*WHAT THE TASK ASKS*:
Keep the wording of every entry intact in your copy, and omit the pictures.

── DATA FOR THE TASK

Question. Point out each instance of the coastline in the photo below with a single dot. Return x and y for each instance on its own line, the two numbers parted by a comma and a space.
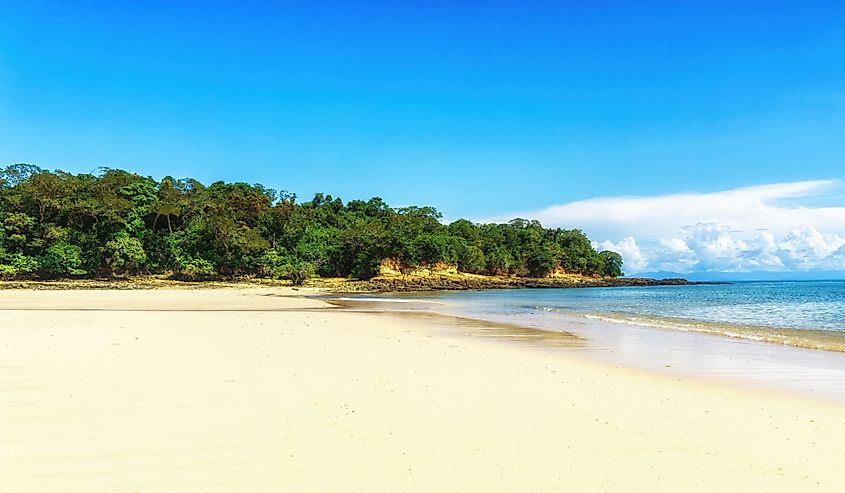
282, 393
445, 281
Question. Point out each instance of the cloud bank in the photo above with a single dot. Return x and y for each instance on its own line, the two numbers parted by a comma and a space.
761, 228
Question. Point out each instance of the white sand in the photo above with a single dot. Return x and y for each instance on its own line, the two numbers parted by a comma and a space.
122, 399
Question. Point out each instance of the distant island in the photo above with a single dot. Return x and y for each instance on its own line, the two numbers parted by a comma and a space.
58, 225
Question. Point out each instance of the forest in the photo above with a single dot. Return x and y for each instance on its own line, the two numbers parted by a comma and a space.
55, 224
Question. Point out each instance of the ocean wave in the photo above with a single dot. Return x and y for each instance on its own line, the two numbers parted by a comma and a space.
806, 338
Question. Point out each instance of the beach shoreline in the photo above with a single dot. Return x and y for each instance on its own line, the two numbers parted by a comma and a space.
264, 389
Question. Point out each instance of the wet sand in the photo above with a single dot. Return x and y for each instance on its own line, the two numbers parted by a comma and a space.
248, 390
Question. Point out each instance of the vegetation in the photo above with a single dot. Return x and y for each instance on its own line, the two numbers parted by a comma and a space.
116, 223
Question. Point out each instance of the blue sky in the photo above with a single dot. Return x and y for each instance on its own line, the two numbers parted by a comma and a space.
480, 109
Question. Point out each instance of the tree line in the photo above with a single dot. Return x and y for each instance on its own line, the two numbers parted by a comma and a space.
116, 223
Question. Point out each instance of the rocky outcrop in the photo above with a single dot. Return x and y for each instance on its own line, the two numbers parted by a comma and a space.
440, 283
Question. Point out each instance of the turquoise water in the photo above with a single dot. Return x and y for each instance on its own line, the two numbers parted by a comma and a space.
674, 329
801, 305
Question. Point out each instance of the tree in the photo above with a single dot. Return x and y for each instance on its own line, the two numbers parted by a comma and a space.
611, 264
124, 254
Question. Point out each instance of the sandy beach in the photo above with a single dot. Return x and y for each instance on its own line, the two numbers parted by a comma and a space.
259, 390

────

*YOUR RESPONSE*:
Question. Point out each instance of the coastline in the photo below with a single dot. Return x and y for each instance on its own line, the two numbers parted by a comma and a space.
282, 393
445, 281
Question. Point out each instance of the cloud bank in the photo above with a single dot. Return x and y for each instance on its own line, the two numbers parted by a comma and a space.
761, 228
Question. Point out each instance of the white sand in the photo above with a single dot. Return x and y for each instance on its own line, the two numbers parted by a comma and a space.
122, 399
Question. Point out each instance of the distant island in the photo above with a single dot. Return x and y for each instance on its own line, the two numbers parted by a comma and a space.
58, 225
Question. Point out each instance of the forest in the photo above with a single dot. Return x and y for each instance on its own line, the two numbers parted by a comma and a space.
55, 224
Question. Point out each instance of the ocean wave in the photo above with a single dot. Return x and y for each instance on its own line, the two numbers parted by a comma and a space.
806, 338
Question. Point out each instance of the beach shoreline in the photo above with a single dot. Return x and y for each instance on its own line, the two numbers parted by a comma and a space.
264, 389
Question. Point out each instance of the wet sand in the photo above with a single dot. Return x and y for each instance on its own line, the two numbers parted by a comma and a space.
248, 390
Question. Point out each instance of the vegetation in the photo above with a single dot. Return x and y for each instance on its own line, the two numbers parted by a comma and a space.
116, 223
Question. Point out each instance of the blue sky in the photo above with a single dot. Return x and y for each instance on its own line, the two numbers parted by a comma and a space.
480, 109
Question. Point out each instance of the tree line in the photo above with a single dot. Return x and y for each instance on its own line, the two numbers parted by a comma and a space.
116, 223
Question. Point out each instance of the rocky outcrop in the photo above with a single dot. Return x and y for each instance on its own line, the two numbers parted by a comma and a space.
440, 283
Question. Point out each instance of the turquoise water in the photo above with a single dot. Return x and y for each instance on its own line, the two numbers parted by a comma and a space.
674, 329
801, 305
Question. Point out each instance of the tree in the photo above with a single dot. Return x and y for each instance on its own line, the two numbers parted by a comma and a space.
611, 264
124, 254
Question. Point out each instance of the sandy beach in the photo above with a single dot. Return x and y for each instance on its own line, the two numbers parted by a comma and a space.
259, 390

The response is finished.